===== Given entries

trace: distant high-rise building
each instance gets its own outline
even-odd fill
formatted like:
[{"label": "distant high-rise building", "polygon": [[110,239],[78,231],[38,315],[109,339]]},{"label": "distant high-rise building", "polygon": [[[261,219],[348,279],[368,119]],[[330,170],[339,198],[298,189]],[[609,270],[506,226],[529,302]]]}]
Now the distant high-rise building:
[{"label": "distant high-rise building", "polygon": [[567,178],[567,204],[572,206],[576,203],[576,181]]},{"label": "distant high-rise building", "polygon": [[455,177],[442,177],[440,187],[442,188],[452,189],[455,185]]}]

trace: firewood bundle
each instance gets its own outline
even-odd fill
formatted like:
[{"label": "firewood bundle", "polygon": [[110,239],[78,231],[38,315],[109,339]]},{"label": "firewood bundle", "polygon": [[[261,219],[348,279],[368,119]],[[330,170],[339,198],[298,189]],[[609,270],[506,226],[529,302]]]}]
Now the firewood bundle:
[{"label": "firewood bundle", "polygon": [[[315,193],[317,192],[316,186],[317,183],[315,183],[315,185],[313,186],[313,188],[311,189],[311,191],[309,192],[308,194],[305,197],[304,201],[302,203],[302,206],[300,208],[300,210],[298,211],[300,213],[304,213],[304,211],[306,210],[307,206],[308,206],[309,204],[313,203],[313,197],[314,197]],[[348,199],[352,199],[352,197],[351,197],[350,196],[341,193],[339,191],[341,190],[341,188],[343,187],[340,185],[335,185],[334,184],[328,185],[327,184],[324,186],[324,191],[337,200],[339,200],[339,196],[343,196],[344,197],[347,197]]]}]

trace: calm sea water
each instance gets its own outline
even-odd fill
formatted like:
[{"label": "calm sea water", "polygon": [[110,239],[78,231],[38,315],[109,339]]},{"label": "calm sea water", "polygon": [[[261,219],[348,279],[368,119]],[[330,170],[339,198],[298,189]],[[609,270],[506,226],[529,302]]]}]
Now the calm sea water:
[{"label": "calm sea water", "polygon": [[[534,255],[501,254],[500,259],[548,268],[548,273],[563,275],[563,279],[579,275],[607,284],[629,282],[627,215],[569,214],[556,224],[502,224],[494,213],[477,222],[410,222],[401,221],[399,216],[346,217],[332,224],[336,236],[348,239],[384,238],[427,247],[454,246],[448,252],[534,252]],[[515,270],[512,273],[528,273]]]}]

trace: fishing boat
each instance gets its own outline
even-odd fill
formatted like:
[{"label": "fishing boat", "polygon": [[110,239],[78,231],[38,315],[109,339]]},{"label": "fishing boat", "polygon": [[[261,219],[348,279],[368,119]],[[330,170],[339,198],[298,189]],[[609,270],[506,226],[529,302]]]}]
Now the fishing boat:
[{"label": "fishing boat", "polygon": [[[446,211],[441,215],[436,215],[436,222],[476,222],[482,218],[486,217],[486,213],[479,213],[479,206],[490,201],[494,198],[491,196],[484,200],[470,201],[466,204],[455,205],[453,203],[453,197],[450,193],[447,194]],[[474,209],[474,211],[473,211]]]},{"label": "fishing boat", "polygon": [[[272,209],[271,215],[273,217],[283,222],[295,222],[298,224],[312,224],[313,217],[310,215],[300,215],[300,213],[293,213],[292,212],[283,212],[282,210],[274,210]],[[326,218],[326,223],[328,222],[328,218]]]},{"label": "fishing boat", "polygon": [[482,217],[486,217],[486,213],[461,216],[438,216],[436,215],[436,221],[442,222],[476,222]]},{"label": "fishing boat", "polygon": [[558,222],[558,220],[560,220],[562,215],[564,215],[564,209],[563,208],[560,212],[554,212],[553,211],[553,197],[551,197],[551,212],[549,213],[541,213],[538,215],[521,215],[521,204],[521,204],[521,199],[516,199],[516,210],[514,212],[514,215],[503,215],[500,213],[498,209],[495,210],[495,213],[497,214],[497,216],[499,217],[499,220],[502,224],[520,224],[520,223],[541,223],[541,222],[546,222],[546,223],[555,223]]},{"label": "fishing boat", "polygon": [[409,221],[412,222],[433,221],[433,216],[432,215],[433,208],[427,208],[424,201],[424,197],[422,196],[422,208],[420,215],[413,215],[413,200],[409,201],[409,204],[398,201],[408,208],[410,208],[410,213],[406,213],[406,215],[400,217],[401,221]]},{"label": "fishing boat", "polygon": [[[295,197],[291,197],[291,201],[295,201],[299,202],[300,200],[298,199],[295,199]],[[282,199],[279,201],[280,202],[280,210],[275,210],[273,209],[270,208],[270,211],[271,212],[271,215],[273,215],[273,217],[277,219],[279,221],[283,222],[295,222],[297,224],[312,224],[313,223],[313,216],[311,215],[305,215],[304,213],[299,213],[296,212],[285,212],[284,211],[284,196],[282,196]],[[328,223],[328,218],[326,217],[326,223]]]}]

==========

## Required work
Each line of the material must be restated exactly.

## Reply to the task
trace: distant high-rise building
each instance gets its own outline
even-odd fill
formatted like:
[{"label": "distant high-rise building", "polygon": [[110,239],[78,231],[38,315],[109,339]]},{"label": "distant high-rise building", "polygon": [[[261,219],[348,279],[368,119]],[[330,170],[339,198],[298,189]],[[609,270],[506,226],[529,302]]]}]
Now the distant high-rise building:
[{"label": "distant high-rise building", "polygon": [[567,178],[567,204],[572,206],[576,203],[576,181]]},{"label": "distant high-rise building", "polygon": [[455,177],[442,177],[440,187],[442,188],[452,189],[455,185]]}]

trace: firewood bundle
each instance gets its own outline
even-odd fill
formatted like:
[{"label": "firewood bundle", "polygon": [[110,239],[78,231],[38,315],[109,339]]},{"label": "firewood bundle", "polygon": [[[261,219],[348,279],[368,119]],[[330,170],[339,198],[298,189]],[[609,270],[506,226],[529,302]]]}]
Now the firewood bundle:
[{"label": "firewood bundle", "polygon": [[[315,193],[317,192],[316,186],[317,183],[315,183],[315,185],[313,186],[313,188],[311,189],[311,191],[309,192],[308,194],[305,197],[304,201],[302,203],[302,206],[300,208],[300,210],[298,211],[300,213],[304,213],[304,211],[306,210],[307,206],[308,206],[309,204],[313,203],[313,197],[314,197]],[[348,199],[352,199],[352,197],[351,197],[350,196],[341,193],[339,191],[341,190],[341,188],[343,187],[340,185],[335,185],[334,184],[328,185],[327,184],[324,186],[324,191],[337,200],[339,200],[339,196],[343,196],[344,197],[347,197]]]}]

trace: calm sea water
each instance gets its own outline
even-odd fill
formatted like:
[{"label": "calm sea water", "polygon": [[110,239],[78,231],[38,315],[109,339]]},{"label": "calm sea water", "polygon": [[[261,219],[348,279],[368,119]],[[330,170],[339,198],[298,189]],[[609,270],[506,226],[529,302]]]}]
Now the calm sea water:
[{"label": "calm sea water", "polygon": [[[534,255],[501,254],[500,259],[548,268],[548,273],[563,275],[563,279],[579,275],[607,284],[629,282],[627,215],[569,214],[556,224],[502,224],[494,213],[477,222],[410,222],[401,221],[399,216],[346,217],[332,224],[336,236],[348,239],[384,238],[427,247],[454,246],[448,252],[534,252]],[[515,270],[512,273],[528,273]]]}]

trace: fishing boat
each instance gets its own outline
even-odd fill
formatted like:
[{"label": "fishing boat", "polygon": [[110,239],[78,231],[38,315],[109,339]]},{"label": "fishing boat", "polygon": [[[261,219],[348,279],[368,119]],[[330,170],[339,198],[298,189]],[[609,270],[506,226],[529,302]]]}]
Now the fishing boat:
[{"label": "fishing boat", "polygon": [[[446,211],[441,215],[436,215],[436,222],[476,222],[482,218],[486,217],[486,213],[479,213],[479,206],[490,201],[494,198],[491,196],[484,200],[470,201],[466,204],[455,205],[453,203],[453,197],[450,193],[447,194]],[[474,209],[474,211],[473,211]]]},{"label": "fishing boat", "polygon": [[[272,209],[271,215],[273,217],[283,222],[295,222],[298,224],[312,224],[313,217],[310,215],[300,215],[300,213],[293,213],[292,212],[283,212],[282,210],[274,210]],[[326,218],[326,223],[328,222],[328,218]]]},{"label": "fishing boat", "polygon": [[482,217],[486,217],[486,213],[461,216],[438,216],[436,215],[436,221],[442,222],[476,222]]},{"label": "fishing boat", "polygon": [[558,222],[558,220],[560,220],[562,215],[564,215],[564,209],[563,208],[560,212],[554,212],[553,211],[553,197],[551,197],[551,212],[549,213],[541,213],[538,215],[521,215],[521,204],[521,204],[521,199],[516,199],[516,210],[514,212],[514,215],[503,215],[500,213],[498,209],[495,210],[495,213],[497,214],[497,216],[499,217],[499,220],[502,224],[520,224],[520,223],[541,223],[541,222],[546,222],[546,223],[555,223]]},{"label": "fishing boat", "polygon": [[409,221],[412,222],[433,221],[433,216],[432,215],[433,208],[427,208],[424,201],[424,197],[422,196],[422,208],[420,215],[413,215],[413,200],[409,201],[409,204],[398,201],[408,208],[410,208],[410,213],[406,213],[406,215],[400,217],[401,221]]},{"label": "fishing boat", "polygon": [[[295,197],[291,197],[291,201],[295,201],[299,202],[300,200],[298,199],[295,199]],[[282,199],[279,201],[280,202],[280,210],[275,210],[273,209],[270,208],[270,211],[271,212],[271,215],[273,215],[273,217],[277,219],[279,221],[283,222],[295,222],[297,224],[312,224],[313,223],[313,216],[311,215],[305,215],[304,213],[299,213],[296,212],[285,212],[284,211],[284,196],[282,196]],[[328,223],[328,218],[326,217],[326,223]]]}]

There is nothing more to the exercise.